Start of Source excerpt

4 Statistical analysis of the primary peak

The primary peaks are found synchronous and with similar amplitude in all three channels; therefore we believe that the primary peak is the result of the net charge deposition to the spacecraft's body due to impact. In this section, we examine the statistical properties for the primary peaks, such as the distribution of their amplitudes and their rise and decay times. We also compare these to theoretical predictions.

4.1 Amplitude distribution

We analyzed the primary peak amplitudes (as described in Sect. 2.3 and Appendix D) as these are the better measure of the total released charge, compared to the channel global maxima reported previously (Zaslavsky et al., 2021), since the dataset now excludes secondary peaks' amplitudes. The smallest consistently resolved peaks are ≳0.5 mV, and the largest included peaks are amplitudes of ≤0.3 V. Assuming the relation between the primary peak amplitude V and the charge Q in the form of Eq. (4), we find the mean charge to be Q_mean≈21 pC and the median to be Q_median≈8.1 pC. Further discussion is available in Appendix E.

The charge production equation (see Eq. 1) for Solar Orbiter is unknown. We assume a production relation as in McBride and McDonnell (1999), that is $\frac{Q}{C}=\mathrm{0.7}{\left(\frac{m}{\mathrm{kg}}\right)}^{\mathrm{1.02}}{\left(\frac{v}{\mathrm{km}{\mathrm{s}}^{-\mathrm{1}}}\right)}^{\mathrm{3.48}}$, and a mean incident velocity as in Kočiščák et al. (2023), v_mean=63 km s⁻¹. We find the mean incident dust mass $m_{\mathrm{mean}}\approx \mathrm{1.5}\times {\mathrm{10}}^{-\mathrm{17}}$ kg, which corresponds to a spherical dust grain with the diameter of 0.24 µm, assuming the density of ρ=2 g cm⁻³.

4.2 Rise time

We analyzed the rise time of the primary peak and compared it with the estimates presented in Meyer-Vernet et al. (2017) for the case of the sunlit impact surface and for the case of the shaded impact surface (see Sect. 3.5). We adapted the estimates to the median charge of 8.1 pC, as well as the ion speeds of v_i=10 and 20 km s⁻¹, obtained as described in Sect. 3.5. The estimates were done assuming only one (photoelectron shielding or ambient plasma shielding) process, while the other one plays a role as well, as described in Meyer-Vernet et al. (2017) Therefore, even sunlit estimates are overestimates. On the experimental side, the exact definition of the rise time is important, as the rise profile is usually not exponential. In order to exclude a potential fast contribution of the induced charge (as in Sect. 3.3.1), we define the rise time as the time needed to get from $\mathrm{1}/e$ of the maximum to the maximum value of the peak.

End of Source excerpt
Start of Extracted material

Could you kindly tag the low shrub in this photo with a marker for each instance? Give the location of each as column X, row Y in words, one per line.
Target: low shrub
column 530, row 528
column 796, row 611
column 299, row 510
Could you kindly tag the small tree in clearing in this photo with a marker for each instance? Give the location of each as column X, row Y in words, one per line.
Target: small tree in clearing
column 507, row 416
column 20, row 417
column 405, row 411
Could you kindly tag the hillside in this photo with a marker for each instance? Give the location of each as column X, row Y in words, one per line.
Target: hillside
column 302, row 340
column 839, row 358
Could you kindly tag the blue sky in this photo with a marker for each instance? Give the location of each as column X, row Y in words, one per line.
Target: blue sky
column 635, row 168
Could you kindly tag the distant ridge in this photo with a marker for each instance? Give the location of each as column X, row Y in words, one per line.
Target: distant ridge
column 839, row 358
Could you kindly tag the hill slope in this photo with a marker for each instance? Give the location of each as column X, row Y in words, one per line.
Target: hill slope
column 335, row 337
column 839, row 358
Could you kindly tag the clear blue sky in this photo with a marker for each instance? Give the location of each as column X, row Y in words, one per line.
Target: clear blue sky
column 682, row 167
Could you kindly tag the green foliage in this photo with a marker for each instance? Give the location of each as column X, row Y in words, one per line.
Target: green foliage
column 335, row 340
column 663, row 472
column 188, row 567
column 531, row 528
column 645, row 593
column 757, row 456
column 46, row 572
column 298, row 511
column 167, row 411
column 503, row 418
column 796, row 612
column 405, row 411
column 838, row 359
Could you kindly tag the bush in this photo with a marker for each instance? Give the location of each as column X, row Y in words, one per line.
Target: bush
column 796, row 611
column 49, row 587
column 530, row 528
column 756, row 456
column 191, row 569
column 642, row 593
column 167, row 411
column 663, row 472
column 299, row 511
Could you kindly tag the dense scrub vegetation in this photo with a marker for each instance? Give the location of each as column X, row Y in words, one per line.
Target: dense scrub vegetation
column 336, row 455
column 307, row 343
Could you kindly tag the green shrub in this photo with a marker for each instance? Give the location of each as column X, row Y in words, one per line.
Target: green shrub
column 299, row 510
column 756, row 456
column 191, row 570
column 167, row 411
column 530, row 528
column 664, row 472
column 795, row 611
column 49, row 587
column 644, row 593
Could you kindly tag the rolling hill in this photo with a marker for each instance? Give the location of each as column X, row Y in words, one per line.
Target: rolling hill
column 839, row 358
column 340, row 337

End of Extracted material

From the text on primary peaks, return, word for word, the passage that opens with the words containing "We analyzed the primary" and closes with "available in Appendix E.".

Exercise output:
We analyzed the primary peak amplitudes (as described in Sect. 2.3 and Appendix D) as these are the better measure of the total released charge, compared to the channel global maxima reported previously (Zaslavsky et al., 2021), since the dataset now excludes secondary peaks' amplitudes. The smallest consistently resolved peaks are ≳0.5 mV, and the largest included peaks are amplitudes of ≤0.3 V. Assuming the relation between the primary peak amplitude V and the charge Q in the form of Eq. (4), we find the mean charge to be Q_mean≈21 pC and the median to be Q_median≈8.1 pC. Further discussion is available in Appendix E.